## TO DO
Pull out each line in the records below that contains the string "Return", and list those lines.

## Extracted data entries
• • • • • • •
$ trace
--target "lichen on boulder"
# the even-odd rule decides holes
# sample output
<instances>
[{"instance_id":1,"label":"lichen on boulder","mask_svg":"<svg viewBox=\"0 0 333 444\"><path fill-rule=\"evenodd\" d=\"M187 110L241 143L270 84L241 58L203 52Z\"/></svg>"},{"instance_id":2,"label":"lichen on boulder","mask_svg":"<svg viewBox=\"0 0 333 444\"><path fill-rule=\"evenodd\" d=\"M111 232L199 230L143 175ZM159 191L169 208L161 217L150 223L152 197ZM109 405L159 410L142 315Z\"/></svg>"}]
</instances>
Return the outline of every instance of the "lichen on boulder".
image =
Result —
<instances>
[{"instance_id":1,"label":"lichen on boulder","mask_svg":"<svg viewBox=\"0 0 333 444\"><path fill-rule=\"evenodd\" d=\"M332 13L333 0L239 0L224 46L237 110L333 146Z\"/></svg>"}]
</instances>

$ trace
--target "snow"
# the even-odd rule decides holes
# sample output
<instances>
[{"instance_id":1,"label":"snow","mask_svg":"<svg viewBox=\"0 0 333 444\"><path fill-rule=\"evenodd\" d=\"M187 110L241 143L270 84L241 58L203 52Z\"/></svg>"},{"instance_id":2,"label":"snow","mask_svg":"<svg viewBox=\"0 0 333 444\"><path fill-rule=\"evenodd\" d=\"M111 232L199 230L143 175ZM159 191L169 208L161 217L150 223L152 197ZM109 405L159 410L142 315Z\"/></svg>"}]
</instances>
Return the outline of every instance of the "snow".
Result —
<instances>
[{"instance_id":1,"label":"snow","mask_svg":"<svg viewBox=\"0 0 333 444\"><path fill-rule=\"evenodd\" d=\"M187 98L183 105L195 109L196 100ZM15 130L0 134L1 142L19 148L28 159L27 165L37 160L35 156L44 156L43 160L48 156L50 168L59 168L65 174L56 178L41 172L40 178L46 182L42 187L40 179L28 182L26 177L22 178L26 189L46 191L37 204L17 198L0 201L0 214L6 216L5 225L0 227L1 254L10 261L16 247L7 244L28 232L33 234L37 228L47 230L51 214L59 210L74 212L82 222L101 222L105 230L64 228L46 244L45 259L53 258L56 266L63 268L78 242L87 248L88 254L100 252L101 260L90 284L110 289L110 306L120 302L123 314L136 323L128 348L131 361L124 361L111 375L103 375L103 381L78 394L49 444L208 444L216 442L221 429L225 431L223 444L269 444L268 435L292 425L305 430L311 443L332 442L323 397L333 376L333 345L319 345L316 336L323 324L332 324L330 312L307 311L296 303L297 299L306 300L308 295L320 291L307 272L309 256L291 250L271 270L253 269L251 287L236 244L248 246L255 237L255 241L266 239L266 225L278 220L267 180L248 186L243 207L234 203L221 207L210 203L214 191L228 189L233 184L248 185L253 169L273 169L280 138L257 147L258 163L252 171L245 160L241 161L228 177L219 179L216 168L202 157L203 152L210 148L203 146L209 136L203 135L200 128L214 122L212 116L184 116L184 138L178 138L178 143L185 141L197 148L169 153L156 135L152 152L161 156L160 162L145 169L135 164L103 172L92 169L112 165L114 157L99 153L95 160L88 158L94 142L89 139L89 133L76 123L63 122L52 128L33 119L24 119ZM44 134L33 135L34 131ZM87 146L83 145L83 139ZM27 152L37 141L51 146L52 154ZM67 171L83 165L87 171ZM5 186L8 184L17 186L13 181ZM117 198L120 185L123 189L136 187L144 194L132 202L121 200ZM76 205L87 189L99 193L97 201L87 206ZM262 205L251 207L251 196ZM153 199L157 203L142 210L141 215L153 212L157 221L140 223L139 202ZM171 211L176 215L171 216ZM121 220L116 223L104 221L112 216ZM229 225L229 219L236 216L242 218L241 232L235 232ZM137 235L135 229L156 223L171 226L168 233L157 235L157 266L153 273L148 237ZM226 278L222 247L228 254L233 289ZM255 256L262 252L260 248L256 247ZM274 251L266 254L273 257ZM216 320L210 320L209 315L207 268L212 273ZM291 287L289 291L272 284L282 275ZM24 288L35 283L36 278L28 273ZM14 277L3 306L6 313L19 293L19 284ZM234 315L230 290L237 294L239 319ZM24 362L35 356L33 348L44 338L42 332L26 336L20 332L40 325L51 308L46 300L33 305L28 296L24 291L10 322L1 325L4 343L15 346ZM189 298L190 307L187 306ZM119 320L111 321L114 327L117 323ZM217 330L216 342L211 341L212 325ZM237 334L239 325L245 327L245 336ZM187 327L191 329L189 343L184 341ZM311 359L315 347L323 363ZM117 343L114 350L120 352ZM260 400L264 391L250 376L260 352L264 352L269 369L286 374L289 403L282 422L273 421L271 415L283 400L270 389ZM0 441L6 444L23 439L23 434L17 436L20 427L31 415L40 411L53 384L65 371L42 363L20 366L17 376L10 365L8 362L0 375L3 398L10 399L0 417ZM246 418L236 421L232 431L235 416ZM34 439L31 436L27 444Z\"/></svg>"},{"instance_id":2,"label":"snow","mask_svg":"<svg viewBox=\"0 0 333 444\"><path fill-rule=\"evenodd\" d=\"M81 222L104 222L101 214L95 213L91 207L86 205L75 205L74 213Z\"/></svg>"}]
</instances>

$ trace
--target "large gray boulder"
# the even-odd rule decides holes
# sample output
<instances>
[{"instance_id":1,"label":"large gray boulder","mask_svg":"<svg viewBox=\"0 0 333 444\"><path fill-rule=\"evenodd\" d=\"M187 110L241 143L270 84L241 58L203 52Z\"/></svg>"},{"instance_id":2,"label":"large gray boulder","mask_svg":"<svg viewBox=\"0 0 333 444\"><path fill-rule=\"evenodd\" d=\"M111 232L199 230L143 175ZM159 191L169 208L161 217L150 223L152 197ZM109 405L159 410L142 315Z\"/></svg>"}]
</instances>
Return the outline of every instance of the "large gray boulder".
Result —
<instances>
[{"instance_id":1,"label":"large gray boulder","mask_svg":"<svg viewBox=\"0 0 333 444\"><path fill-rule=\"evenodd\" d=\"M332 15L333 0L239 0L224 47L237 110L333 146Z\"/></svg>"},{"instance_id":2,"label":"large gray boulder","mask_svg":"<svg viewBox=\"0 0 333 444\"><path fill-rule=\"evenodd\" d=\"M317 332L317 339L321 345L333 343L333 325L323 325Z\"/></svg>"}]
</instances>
• • • • • • •
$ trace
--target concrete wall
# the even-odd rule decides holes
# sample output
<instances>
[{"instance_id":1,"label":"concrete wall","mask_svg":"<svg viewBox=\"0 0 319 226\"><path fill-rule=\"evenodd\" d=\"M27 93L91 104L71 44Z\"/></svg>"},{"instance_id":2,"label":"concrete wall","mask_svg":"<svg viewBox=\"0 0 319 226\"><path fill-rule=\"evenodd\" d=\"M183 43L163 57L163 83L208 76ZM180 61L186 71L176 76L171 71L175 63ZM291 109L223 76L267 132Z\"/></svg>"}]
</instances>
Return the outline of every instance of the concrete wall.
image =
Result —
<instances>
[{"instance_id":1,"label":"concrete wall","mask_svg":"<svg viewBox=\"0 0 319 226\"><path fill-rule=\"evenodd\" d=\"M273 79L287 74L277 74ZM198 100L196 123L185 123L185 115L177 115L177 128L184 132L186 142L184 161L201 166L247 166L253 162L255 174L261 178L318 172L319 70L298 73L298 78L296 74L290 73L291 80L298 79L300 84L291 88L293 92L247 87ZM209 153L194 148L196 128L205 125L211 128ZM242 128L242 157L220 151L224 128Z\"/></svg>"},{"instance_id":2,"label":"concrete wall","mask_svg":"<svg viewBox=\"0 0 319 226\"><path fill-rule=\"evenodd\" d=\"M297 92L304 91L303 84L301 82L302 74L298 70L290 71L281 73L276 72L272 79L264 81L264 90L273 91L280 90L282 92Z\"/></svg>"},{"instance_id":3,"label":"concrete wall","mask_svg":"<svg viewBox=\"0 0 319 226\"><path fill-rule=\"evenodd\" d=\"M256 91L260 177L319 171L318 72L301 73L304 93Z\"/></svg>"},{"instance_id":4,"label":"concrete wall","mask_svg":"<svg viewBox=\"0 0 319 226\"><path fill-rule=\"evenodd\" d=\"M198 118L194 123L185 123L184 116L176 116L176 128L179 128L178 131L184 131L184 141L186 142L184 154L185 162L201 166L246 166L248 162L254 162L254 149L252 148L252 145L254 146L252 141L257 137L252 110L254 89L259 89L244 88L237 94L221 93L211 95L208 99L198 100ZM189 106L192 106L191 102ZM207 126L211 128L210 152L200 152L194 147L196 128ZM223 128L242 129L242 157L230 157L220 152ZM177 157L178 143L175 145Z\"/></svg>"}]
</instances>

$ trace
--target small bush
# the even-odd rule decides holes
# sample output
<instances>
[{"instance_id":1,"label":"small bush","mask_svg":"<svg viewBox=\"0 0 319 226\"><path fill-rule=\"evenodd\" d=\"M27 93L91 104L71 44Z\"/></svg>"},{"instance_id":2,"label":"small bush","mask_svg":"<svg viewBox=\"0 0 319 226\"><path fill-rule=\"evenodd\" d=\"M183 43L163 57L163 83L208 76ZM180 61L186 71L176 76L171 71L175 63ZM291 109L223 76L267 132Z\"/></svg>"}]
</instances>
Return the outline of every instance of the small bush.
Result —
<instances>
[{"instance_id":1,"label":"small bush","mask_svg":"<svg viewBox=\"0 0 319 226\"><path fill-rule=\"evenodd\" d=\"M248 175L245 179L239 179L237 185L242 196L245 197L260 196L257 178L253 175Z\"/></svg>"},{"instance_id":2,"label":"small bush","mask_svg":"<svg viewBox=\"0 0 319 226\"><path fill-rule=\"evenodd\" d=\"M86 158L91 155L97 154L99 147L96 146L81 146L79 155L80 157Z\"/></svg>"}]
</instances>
• • • • • • •
## TASK SOLUTION
Return the outline of every instance of the "lichen on boulder".
Return the outline of every instance of the "snow".
Return the outline of every instance of the "large gray boulder".
Return the outline of every instance of the concrete wall.
Return the outline of every instance of the small bush.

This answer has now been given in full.